• TASK BRIEF:
Gather every line in the rows below that contains the word "black", and copy each one in full.

• DATASET RECORDS:

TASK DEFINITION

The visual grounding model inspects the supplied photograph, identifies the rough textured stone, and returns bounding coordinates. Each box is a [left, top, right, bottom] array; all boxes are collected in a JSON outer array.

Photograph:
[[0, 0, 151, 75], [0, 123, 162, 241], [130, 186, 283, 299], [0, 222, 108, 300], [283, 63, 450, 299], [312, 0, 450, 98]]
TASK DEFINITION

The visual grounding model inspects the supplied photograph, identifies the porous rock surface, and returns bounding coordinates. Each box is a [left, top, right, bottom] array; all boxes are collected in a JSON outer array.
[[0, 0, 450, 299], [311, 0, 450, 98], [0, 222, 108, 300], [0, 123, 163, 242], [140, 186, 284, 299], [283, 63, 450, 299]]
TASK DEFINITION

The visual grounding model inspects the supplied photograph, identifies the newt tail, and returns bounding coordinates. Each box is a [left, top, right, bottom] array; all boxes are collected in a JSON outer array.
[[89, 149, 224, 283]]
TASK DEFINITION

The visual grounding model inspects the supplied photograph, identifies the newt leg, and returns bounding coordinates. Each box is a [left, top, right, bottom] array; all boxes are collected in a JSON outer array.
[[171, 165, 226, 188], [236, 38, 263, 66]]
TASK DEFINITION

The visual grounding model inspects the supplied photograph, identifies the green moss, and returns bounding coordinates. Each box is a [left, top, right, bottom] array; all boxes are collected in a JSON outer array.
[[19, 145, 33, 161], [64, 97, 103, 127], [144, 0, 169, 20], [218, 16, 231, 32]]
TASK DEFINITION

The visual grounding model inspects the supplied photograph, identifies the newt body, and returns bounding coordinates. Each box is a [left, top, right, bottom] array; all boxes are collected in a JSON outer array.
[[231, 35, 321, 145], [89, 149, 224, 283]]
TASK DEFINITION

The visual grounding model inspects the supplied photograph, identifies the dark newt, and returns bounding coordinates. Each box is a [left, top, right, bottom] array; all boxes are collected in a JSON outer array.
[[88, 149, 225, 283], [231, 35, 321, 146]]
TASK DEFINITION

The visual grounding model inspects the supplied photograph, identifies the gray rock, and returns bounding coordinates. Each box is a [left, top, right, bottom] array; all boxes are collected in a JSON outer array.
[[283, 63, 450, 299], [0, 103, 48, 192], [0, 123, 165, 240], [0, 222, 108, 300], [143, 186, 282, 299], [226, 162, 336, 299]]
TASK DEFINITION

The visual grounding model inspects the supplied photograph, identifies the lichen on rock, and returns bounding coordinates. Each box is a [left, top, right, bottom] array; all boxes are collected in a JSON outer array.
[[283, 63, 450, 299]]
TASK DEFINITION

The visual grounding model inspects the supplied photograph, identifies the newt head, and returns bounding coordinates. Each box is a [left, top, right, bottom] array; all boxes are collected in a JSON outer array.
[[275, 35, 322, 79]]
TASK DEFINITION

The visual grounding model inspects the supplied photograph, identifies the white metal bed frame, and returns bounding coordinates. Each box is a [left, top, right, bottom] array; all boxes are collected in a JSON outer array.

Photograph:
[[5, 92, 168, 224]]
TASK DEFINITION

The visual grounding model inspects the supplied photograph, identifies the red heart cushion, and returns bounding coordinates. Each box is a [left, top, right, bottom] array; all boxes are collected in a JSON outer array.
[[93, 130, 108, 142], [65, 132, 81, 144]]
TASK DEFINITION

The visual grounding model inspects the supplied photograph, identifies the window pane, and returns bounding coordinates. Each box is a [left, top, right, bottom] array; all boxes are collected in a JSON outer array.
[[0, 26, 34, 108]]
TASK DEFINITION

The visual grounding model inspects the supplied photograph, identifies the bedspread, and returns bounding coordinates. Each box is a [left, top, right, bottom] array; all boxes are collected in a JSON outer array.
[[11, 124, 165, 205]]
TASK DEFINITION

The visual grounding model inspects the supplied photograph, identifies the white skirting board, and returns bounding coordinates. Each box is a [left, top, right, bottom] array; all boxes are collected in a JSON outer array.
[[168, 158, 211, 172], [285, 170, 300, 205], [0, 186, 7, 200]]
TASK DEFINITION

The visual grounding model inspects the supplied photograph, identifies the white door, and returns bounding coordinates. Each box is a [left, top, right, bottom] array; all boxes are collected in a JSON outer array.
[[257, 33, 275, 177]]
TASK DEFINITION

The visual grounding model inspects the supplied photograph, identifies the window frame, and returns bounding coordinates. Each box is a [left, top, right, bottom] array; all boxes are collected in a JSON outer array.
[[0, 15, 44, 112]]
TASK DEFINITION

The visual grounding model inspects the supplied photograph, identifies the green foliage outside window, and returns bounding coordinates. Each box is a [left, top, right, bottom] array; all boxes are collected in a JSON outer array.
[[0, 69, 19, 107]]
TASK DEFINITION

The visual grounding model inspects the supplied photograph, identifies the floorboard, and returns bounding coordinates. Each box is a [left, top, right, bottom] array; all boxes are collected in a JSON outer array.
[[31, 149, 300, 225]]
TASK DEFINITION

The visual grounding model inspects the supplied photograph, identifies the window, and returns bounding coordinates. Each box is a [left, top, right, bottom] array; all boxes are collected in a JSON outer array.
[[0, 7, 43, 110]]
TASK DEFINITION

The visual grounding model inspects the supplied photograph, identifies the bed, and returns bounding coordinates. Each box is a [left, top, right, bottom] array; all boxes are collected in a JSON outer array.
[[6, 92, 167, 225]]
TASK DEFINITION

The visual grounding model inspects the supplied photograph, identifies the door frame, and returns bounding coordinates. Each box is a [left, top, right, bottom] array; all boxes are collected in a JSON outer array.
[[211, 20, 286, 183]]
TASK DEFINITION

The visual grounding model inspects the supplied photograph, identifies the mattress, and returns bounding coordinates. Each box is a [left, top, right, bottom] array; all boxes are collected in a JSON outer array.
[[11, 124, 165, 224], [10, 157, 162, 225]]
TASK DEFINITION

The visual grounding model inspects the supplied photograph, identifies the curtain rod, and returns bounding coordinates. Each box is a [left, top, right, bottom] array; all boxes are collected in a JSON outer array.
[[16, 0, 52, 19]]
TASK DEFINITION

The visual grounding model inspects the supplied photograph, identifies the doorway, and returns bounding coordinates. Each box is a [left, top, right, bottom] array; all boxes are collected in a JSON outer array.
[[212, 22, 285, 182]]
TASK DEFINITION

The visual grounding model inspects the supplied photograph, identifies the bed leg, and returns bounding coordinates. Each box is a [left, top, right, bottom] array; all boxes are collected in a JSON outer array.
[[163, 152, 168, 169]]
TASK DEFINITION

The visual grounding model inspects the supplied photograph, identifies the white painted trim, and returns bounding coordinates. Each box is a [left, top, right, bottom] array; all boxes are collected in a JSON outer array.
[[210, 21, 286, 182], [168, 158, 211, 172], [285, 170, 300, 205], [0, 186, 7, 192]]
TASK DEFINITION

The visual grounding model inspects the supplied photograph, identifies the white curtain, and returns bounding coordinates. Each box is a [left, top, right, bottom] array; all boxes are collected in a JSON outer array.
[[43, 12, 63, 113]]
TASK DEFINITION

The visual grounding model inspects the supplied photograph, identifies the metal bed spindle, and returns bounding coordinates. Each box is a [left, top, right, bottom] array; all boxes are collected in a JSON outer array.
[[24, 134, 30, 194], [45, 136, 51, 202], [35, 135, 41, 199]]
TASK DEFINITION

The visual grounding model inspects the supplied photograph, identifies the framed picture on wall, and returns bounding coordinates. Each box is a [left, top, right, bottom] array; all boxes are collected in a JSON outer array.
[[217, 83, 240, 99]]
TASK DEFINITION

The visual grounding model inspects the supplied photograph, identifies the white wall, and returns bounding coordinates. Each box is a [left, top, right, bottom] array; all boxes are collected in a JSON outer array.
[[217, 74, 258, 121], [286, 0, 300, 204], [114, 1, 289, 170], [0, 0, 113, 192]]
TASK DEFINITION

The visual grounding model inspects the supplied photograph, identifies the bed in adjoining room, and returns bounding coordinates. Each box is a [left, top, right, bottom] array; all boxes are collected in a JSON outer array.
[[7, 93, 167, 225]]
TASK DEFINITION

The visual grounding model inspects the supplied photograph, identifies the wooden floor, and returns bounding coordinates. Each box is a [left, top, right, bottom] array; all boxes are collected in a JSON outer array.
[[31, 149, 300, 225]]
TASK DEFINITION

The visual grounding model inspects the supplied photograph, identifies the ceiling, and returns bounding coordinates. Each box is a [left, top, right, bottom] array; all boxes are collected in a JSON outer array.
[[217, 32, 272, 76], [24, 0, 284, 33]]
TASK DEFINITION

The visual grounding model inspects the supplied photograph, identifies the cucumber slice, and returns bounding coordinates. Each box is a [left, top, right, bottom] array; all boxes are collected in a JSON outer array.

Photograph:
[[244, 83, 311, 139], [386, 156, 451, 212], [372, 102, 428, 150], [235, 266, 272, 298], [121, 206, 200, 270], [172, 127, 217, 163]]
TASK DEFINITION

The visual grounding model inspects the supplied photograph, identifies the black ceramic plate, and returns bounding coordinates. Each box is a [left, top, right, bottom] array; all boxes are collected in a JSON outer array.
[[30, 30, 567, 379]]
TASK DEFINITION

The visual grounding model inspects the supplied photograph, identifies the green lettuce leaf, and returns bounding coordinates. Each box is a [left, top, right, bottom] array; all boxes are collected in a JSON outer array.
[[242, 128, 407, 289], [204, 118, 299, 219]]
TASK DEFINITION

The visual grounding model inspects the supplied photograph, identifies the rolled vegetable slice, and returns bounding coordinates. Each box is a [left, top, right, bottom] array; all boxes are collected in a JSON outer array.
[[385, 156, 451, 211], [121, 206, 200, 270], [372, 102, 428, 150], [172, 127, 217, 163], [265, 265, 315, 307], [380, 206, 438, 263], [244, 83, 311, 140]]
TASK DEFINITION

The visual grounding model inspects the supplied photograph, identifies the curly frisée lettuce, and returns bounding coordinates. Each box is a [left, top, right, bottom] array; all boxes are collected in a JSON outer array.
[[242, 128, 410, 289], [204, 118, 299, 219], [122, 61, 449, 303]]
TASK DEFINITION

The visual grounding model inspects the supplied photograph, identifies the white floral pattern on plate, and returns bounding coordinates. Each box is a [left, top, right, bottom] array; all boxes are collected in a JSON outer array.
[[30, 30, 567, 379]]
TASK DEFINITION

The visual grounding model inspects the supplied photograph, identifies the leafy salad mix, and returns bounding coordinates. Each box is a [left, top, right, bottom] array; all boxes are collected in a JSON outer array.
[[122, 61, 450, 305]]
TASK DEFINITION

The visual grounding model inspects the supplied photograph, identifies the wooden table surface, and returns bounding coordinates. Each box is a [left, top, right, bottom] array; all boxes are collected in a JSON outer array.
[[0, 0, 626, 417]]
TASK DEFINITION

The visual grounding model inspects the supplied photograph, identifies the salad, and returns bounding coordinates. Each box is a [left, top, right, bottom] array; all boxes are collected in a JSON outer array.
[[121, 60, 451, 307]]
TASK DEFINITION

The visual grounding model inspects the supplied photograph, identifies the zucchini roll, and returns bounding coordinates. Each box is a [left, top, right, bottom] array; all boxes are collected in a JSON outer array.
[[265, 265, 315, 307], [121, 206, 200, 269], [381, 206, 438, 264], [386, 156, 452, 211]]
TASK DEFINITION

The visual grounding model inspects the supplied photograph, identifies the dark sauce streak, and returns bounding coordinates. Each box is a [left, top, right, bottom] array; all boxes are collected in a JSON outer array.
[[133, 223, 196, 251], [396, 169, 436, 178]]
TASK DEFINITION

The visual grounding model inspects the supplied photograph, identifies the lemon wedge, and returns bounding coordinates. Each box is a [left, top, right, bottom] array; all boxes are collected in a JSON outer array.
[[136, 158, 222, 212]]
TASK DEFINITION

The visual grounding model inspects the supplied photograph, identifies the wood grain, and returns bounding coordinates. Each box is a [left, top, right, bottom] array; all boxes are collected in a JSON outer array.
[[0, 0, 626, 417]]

--

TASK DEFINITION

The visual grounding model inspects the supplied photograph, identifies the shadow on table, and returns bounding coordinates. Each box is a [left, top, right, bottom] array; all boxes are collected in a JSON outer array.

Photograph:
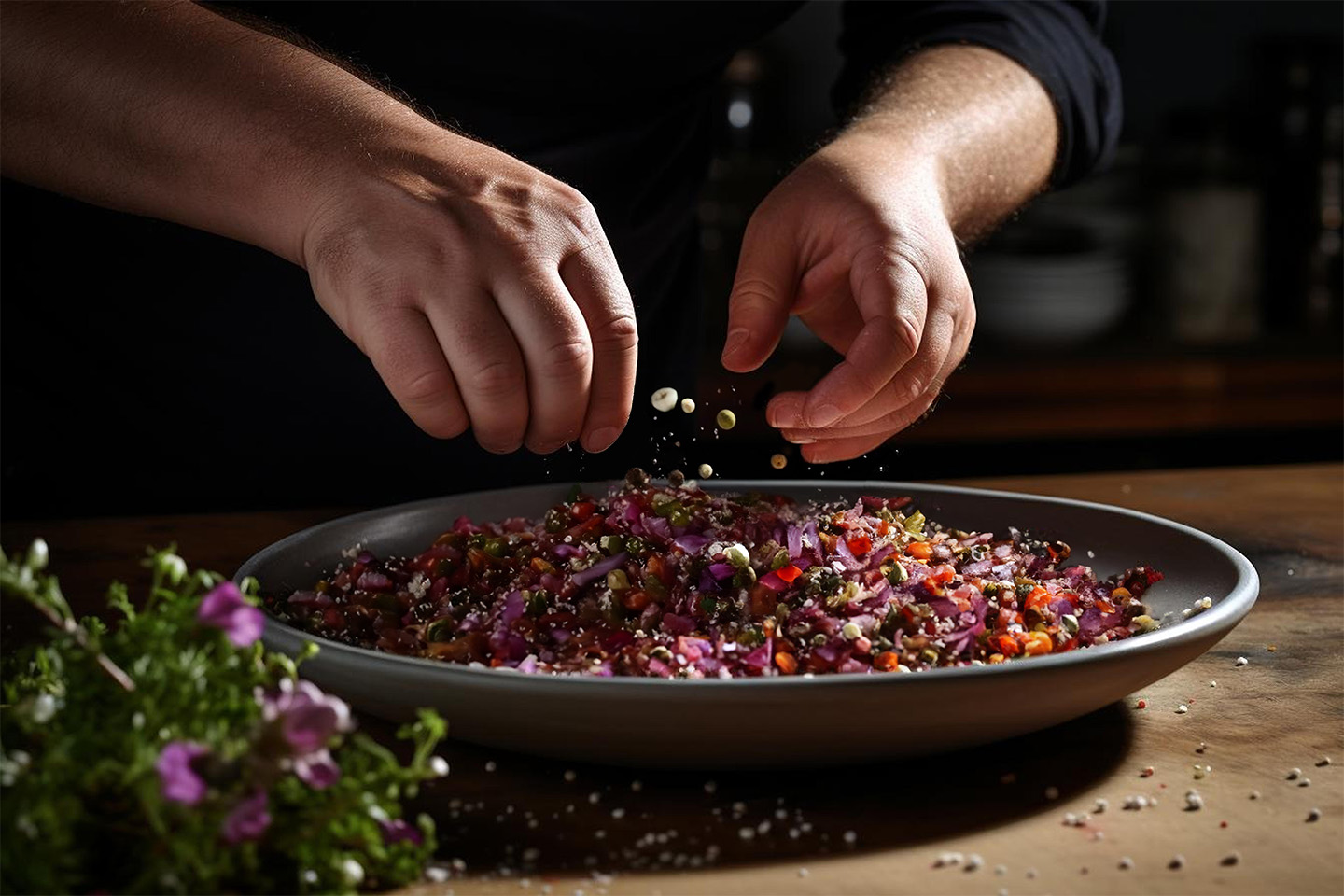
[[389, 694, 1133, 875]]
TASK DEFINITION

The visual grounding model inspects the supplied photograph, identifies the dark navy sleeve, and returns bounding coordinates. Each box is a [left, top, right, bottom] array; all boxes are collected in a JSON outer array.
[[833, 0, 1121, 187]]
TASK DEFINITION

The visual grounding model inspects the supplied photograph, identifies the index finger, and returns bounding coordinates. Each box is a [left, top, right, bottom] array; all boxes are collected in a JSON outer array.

* * *

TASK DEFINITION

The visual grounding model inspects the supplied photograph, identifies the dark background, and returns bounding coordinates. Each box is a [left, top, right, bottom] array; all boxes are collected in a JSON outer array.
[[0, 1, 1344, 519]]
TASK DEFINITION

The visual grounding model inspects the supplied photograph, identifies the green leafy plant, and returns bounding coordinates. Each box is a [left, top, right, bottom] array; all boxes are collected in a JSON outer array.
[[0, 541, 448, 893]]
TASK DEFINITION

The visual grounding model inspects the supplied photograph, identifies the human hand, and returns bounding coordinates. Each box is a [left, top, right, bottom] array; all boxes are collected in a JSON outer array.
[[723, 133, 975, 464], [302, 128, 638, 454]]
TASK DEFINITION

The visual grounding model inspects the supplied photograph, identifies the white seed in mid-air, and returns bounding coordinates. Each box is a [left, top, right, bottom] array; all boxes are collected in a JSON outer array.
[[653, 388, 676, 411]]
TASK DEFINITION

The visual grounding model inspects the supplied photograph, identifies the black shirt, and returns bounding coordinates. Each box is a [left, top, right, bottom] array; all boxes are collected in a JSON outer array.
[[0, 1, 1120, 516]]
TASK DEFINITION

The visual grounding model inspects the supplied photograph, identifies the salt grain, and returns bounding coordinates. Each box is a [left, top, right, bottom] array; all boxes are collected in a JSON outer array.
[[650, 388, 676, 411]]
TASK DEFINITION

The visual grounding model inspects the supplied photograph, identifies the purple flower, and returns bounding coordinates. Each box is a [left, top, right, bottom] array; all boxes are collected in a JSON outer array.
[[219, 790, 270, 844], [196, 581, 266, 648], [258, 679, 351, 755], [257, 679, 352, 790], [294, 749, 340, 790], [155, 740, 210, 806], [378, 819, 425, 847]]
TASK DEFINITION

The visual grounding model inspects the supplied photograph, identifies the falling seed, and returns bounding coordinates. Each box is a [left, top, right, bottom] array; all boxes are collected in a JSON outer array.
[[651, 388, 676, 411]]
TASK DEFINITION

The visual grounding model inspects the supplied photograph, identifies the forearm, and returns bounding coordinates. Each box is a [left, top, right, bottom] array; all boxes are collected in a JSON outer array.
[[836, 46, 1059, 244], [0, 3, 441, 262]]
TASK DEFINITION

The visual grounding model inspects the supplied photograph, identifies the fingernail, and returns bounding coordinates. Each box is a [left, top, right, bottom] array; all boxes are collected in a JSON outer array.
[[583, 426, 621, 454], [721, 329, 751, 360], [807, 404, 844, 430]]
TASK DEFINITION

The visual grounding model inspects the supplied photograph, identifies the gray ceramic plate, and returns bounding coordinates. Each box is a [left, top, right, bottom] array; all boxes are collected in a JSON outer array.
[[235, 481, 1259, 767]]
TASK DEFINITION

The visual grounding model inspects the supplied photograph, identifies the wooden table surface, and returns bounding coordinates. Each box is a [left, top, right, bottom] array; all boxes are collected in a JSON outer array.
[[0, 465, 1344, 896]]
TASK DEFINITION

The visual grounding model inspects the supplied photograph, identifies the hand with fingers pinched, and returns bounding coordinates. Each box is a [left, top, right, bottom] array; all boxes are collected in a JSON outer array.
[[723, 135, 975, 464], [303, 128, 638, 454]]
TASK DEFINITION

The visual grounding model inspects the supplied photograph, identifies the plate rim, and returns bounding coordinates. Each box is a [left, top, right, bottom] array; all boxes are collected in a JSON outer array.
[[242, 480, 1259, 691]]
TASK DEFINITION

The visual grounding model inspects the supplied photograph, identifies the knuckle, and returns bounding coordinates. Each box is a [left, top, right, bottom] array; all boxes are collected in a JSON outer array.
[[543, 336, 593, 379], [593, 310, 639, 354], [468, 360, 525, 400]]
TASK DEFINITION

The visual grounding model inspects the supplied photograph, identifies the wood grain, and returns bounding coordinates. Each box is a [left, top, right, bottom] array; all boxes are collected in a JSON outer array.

• RESPONSE TO THIS TASK:
The visual grounding model inspects the supplied photograph, identifies the black ceramic plate, and returns bounding coordinates. Each box is a [left, top, right, bottom] array; all boxes are collected in a JSON outer array.
The visual grounding model inspects the supplied photograph, identifies the black shirt, and returns bounding coordinates. Each box is a [left, top, right, bottom] array; all boxes are collected in a JSON outer array.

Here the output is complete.